- What the task requires:
Exactly the lines from the one containing "like [78, 198]." through the final line of the listing are to be retyped, and nothing more.

Dataset rows
********

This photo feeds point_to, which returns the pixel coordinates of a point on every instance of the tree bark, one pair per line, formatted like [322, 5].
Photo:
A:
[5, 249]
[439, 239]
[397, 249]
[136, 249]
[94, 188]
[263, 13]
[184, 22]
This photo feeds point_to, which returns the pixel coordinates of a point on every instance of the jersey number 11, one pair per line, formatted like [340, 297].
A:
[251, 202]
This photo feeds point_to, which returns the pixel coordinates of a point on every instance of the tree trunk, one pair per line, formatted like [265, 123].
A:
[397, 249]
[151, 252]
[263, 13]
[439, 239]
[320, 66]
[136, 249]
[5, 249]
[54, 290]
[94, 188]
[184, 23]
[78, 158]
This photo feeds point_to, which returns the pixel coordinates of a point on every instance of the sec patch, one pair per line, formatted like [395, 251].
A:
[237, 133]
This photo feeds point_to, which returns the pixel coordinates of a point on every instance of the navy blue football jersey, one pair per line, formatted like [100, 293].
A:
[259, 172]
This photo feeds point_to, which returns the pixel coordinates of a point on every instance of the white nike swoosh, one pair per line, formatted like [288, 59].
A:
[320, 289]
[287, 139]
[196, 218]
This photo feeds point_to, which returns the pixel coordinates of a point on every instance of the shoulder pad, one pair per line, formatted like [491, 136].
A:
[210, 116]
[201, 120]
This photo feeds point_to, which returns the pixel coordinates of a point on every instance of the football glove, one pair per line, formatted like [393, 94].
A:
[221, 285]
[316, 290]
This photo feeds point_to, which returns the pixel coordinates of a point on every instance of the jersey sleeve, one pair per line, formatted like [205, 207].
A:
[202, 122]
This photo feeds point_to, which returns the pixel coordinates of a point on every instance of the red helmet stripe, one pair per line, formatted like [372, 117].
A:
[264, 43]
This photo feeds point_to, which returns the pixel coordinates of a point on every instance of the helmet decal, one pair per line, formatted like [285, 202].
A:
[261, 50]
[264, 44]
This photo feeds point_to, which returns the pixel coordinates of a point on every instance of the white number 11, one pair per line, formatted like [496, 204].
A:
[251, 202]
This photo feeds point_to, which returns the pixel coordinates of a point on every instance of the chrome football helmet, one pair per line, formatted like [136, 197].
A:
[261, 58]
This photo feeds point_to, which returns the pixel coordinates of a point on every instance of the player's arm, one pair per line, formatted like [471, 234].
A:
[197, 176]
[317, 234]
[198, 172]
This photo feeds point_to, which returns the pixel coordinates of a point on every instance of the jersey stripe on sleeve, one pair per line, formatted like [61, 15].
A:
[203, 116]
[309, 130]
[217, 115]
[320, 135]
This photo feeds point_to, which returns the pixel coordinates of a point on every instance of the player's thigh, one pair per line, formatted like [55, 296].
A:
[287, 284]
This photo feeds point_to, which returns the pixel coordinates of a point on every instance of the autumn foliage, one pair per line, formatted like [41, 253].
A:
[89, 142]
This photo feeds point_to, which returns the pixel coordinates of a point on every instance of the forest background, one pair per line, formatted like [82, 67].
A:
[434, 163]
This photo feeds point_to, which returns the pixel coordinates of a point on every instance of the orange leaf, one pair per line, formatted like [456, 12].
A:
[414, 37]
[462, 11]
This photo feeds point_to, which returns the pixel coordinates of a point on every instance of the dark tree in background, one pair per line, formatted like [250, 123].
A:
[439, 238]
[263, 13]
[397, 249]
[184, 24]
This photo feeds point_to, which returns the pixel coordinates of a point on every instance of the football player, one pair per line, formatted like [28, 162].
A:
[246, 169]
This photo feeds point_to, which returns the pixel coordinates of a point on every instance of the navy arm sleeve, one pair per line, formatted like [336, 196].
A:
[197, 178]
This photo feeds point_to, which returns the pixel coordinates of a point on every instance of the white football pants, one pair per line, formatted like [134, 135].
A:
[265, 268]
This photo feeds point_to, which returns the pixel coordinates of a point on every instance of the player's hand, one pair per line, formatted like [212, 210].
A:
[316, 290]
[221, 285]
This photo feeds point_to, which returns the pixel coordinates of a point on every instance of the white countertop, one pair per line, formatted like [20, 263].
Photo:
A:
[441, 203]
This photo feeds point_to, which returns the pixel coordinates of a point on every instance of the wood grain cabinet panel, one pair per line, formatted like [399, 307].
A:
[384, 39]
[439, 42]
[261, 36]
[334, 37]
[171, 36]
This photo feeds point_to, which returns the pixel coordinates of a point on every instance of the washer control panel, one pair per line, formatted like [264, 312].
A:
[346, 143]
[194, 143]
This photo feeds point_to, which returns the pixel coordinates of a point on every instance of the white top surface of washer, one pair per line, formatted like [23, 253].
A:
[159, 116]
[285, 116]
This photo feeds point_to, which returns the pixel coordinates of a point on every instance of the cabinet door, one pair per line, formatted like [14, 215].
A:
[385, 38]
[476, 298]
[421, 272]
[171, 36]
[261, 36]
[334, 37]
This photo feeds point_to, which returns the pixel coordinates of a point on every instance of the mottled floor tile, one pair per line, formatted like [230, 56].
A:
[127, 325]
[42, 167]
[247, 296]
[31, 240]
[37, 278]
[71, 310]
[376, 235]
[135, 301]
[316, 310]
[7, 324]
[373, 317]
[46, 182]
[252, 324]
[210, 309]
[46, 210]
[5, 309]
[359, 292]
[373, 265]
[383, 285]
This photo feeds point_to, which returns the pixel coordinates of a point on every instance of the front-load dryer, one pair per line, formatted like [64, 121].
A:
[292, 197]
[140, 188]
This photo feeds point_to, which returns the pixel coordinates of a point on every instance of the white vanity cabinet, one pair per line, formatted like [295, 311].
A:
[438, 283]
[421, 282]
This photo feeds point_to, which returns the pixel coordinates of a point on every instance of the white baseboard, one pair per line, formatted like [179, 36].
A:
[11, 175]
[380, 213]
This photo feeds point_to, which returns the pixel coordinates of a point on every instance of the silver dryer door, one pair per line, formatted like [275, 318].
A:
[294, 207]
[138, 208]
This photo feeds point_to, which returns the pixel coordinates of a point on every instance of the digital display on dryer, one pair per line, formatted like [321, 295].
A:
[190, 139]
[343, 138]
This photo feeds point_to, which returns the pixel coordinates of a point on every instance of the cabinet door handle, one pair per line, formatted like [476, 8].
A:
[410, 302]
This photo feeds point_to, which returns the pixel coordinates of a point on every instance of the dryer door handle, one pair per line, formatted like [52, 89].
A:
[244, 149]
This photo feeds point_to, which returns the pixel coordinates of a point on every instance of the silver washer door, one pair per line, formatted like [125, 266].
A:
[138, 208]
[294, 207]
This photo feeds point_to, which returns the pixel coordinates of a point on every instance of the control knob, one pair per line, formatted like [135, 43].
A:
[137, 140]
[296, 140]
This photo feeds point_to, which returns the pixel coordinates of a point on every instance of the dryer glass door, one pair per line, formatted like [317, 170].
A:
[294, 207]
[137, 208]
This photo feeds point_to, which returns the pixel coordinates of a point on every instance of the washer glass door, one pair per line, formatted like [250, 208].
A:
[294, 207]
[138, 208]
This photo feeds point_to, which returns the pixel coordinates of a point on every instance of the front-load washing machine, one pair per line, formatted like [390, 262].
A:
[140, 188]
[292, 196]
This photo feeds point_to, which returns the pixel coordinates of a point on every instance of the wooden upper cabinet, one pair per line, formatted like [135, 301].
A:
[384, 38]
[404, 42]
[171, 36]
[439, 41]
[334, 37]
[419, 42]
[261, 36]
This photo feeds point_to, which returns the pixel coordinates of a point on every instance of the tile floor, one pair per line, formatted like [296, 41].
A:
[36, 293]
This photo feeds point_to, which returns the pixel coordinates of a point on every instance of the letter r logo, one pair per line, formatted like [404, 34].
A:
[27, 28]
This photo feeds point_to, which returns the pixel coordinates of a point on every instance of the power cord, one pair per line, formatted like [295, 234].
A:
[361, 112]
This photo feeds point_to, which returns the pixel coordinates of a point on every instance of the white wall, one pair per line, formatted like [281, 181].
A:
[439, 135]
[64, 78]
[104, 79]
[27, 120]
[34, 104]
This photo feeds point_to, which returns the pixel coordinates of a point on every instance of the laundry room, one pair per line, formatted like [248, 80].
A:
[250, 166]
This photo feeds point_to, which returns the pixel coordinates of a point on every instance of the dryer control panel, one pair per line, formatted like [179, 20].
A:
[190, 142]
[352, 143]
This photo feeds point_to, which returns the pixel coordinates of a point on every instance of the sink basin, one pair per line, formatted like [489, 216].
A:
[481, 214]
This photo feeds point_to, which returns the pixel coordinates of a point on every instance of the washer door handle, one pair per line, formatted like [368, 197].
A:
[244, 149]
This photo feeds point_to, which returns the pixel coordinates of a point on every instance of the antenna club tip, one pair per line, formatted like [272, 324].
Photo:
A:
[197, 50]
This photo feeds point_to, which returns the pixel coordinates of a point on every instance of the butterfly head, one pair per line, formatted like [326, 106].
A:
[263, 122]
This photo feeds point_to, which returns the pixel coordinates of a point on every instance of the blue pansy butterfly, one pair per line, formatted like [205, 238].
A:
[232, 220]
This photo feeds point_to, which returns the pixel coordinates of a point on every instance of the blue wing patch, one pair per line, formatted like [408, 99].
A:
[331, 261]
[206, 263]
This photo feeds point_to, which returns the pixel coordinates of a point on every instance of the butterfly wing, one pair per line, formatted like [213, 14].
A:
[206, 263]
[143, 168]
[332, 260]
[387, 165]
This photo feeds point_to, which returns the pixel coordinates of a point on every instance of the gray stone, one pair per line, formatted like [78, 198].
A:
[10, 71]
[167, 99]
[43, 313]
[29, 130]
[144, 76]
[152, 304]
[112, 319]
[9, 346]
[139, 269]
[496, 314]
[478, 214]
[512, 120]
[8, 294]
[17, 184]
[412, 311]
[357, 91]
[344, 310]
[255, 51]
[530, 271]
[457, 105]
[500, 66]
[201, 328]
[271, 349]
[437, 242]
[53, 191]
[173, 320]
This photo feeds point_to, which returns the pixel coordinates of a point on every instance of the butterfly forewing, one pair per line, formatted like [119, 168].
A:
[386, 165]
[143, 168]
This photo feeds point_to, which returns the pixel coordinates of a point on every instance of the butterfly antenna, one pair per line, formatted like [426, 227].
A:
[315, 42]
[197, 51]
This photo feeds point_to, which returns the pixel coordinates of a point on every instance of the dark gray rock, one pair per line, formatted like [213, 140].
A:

********

- Solved problem:
This photo feeds point_to, which returns the pixel coordinates of a point on every instance of the gray stone, one pair per line, formatted like [78, 198].
A:
[10, 71]
[167, 99]
[43, 313]
[29, 130]
[144, 76]
[152, 304]
[112, 319]
[9, 346]
[139, 269]
[496, 314]
[478, 214]
[512, 120]
[8, 294]
[17, 184]
[412, 311]
[357, 91]
[344, 310]
[255, 51]
[530, 271]
[457, 105]
[500, 66]
[201, 328]
[271, 349]
[437, 242]
[53, 191]
[173, 320]
This photo feeds point_to, which returns the pixel coordinates of a point on every instance of the butterfly forewing, one pair per line, formatted like [119, 168].
A:
[386, 165]
[143, 168]
This photo feeds point_to, which returns the pixel coordinates of a point on every instance of the butterfly antenna, one pair per line, formatted like [426, 227].
A:
[315, 42]
[197, 51]
This photo feeds point_to, which returns the pixel coordinates of a point on every instance of the dark gray rock, one pair per line, formatted like [213, 140].
A:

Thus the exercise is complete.